— About this task —
Using the records that follow, work out the number of lines with the word "Draw" in them; reply with that number only.

— Available data —
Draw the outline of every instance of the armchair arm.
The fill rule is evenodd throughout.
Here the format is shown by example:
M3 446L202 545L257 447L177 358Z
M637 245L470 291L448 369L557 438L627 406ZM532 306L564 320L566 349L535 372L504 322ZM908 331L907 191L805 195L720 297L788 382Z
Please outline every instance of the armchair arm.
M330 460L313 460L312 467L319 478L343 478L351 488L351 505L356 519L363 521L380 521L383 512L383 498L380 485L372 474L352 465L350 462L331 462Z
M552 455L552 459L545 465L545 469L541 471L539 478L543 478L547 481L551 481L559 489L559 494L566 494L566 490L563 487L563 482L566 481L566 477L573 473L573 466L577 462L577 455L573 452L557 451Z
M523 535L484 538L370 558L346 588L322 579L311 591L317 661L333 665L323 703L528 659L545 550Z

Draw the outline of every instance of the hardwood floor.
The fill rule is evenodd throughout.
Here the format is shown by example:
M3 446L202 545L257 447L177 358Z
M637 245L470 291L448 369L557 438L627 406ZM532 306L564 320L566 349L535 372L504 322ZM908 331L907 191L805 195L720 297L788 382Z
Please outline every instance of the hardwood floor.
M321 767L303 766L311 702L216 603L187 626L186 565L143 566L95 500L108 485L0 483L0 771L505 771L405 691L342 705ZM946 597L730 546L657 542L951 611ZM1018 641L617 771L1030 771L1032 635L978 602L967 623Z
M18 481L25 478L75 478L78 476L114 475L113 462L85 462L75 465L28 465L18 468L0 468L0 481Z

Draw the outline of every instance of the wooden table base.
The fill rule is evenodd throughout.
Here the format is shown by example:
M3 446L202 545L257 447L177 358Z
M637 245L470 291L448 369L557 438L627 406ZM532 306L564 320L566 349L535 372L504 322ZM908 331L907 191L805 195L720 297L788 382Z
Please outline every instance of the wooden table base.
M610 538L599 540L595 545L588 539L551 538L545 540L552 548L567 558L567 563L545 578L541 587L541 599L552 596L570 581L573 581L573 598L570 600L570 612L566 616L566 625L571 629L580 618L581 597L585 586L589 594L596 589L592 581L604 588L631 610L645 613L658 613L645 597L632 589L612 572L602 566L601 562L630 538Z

— Task response —
3